▶ Task directions: From the first line to the last, copy the material exactly.

▶ Records shown:
____________

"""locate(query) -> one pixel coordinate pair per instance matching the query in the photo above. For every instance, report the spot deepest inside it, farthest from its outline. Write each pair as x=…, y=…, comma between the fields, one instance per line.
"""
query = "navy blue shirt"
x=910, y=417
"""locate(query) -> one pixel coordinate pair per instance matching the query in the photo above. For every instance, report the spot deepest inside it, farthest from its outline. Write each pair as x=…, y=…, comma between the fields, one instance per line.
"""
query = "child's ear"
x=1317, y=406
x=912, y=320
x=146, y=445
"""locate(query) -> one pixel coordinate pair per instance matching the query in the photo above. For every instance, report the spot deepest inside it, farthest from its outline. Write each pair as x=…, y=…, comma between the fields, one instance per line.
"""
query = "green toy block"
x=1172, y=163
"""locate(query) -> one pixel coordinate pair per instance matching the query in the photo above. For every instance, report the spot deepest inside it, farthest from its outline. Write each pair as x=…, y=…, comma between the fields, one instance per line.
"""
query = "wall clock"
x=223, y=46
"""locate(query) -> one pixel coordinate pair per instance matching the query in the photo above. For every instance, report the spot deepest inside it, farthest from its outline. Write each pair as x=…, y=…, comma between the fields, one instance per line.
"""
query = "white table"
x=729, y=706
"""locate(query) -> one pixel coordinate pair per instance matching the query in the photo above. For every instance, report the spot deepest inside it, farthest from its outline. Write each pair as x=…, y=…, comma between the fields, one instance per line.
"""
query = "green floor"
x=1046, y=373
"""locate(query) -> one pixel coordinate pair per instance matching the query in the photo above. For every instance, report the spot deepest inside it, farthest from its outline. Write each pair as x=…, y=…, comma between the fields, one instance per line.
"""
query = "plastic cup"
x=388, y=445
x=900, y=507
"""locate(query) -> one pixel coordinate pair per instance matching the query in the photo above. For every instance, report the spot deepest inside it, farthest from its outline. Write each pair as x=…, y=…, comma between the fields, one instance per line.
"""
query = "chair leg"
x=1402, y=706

____________

▶ Solution for this task:
"""locate(query) -> one pixel coordinate pair per instance matching the query in the photo above. For every instance, report the spot deepest inside it, farthest from its outline. Write each pair as x=…, y=…, comma between the fields, one instance per line.
"""
query = "navy blue shirt"
x=910, y=417
"""locate(query) -> one pixel coordinate pair per instance matching the query in the photo above. For every instance, report the spot deepest inside it, farthest from its outline. Write each pair as x=…, y=…, comma between the fields, one instance per line.
"""
query = "child's ear"
x=1317, y=406
x=912, y=320
x=146, y=445
"""locate(query) -> one pixel coordinate pair per instance matching the query in the photo above. For every instance, report the spot deepest inside it, farthest from its outline. Write each pair as x=…, y=…, comma between the fields, one instance per line.
"""
query = "green toy block"
x=1172, y=163
"""locate(query) -> one pixel coordinate pair per instance matching the query in the photo above. For every instance, report the spot deepest inside it, farthest from its outline. Write each pair as x=…, y=…, comma between the fields, one instance per line.
"""
query = "wall clock"
x=223, y=46
"""locate(query) -> one pixel coordinate pair per instance matching the query in the photo above. For every instance, report the spot deepest inside it, farthest from its outline. Write each pair as x=…, y=…, comma between the fields, one instance per line.
"""
query = "white table"
x=729, y=706
"""locate(query) -> one pixel coordinate pair per instance matching the query in the photo above. For every instance, report the spot deepest inside it, farthest from its outline. Write each pair as x=…, y=…, comma between the fields, one instance per line.
"""
query = "green floor"
x=1046, y=373
"""locate(query) -> one pixel coordinate pair per instance matching the query in the photo above. For every instance, report the spot deepest inside it, farthest from its outline. Write each pair as x=…, y=…, comma between the fields, one instance per line.
"""
query = "plastic cup"
x=388, y=445
x=900, y=507
"""locate(query) -> one pixel coordinate pair per instance matching the query in the photo above. For every instance, report the spot deepest inside it, farthest from its outline. Write each pair as x=…, y=…, comma between the fields, one instance per line.
"""
query = "chair leg"
x=1402, y=706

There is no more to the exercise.